### WORK INSTRUCTIONS
Can you carry on the article on urban mobility in Monaco, picking up after its final sentence?

### TEXT SEGMENT

Urban mobility in the Principality of Monaco. Adaptation and behaviour change as a response to the climate crisis.

Publié le 4 novembre 2022 Mis à jour le 4 novembre 2022

Anastasia V. Chevtchenkoa
a Université Côte d'Azur, UPR 7278 LAPCOS, Nice, France


Urban mobility is one of the central issues pertaining to climate change as it directly affects public health and quality of air. In 2013, the European Commission proposed Guidelines (Wefering et al. 2013) on Sustainable Urban Mobility Plans (SUMPs). Most of the measures outlined have been implemented in European cities (Pisoni et al. 2019), cases of which have been analysed throughout the world highlighting the possibilities, benefits and limitations of the guidelines. For instance, the review of SUMPs developed in Portugal (Arsenio, Martens et Di Ciommo 2016) found that SUMPs mostly concentrate on meeting people's immediate mobility needs and overlook climate targets. In most public policies, societal concerns such as accessibility, overall public adoptability, and economic sustainability are the predominant focus areas (Vecchio, Porreca et Jácome Rivera 2020).

### RECORDS SHOWN
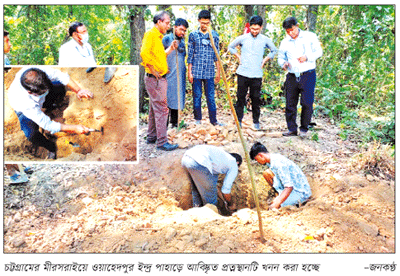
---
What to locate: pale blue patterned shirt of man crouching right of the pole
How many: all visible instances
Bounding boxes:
[270,153,311,197]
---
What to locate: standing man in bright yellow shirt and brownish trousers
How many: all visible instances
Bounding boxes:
[140,11,178,151]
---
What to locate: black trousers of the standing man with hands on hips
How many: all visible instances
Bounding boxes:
[235,74,262,124]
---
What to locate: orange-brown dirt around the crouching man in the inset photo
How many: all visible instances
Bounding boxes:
[4,66,138,162]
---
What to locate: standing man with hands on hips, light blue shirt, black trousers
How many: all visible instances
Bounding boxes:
[228,15,277,130]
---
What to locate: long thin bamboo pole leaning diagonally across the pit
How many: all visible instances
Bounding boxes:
[208,28,265,242]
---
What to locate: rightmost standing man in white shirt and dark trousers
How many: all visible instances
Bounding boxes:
[278,17,322,138]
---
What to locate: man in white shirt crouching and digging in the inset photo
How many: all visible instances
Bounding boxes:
[8,67,93,159]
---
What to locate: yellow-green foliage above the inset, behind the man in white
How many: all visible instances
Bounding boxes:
[4,5,130,65]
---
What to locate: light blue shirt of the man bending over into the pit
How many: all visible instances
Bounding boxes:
[185,145,239,194]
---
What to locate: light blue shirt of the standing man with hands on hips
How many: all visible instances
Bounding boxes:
[228,33,278,78]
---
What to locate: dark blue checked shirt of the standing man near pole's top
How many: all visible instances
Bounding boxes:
[187,30,219,79]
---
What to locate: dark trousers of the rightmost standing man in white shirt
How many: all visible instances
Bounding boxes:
[285,70,316,132]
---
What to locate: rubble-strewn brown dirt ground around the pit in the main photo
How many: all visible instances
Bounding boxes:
[4,106,395,253]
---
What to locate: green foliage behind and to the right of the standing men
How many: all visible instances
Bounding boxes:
[187,5,395,144]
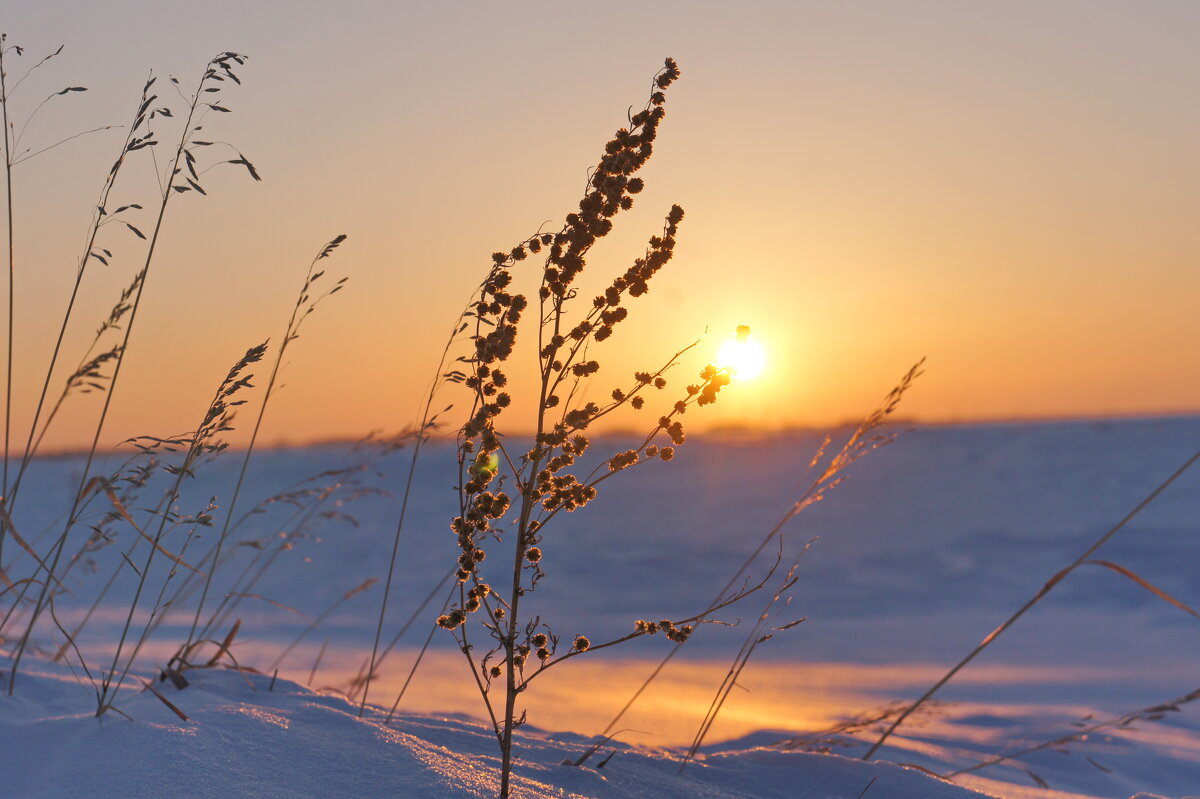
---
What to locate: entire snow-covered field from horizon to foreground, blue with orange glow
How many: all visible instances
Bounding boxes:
[0,419,1200,799]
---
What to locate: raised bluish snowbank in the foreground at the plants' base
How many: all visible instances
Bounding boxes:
[0,657,980,799]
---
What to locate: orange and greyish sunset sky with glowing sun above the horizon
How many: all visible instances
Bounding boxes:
[0,0,1200,449]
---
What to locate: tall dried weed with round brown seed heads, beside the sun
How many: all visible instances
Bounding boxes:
[437,59,744,797]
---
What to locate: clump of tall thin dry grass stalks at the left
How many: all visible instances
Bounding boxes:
[0,36,360,715]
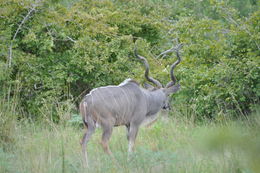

### REPLY TO THE EXERCISE
In the framework of our PhD research on Monegasque culture and sense of belonging, we present an overview on existing practices of urban mobility in Monaco through the lens of urban anthropology. Adaptation and changes in mobility practices in Monaco are therefore not only sociological factors (of the consumer’s behaviour), but anthropological features of a specific strategy of social behaviour.
The methodological approach combines the review of governmental actions, immersive participant observation, as well as qualitative analysis of stakeholder communication. The central question we aim to answer is “To what extent can a given population’s behavioural culture contribute to the successful implementation of a mobility plan?”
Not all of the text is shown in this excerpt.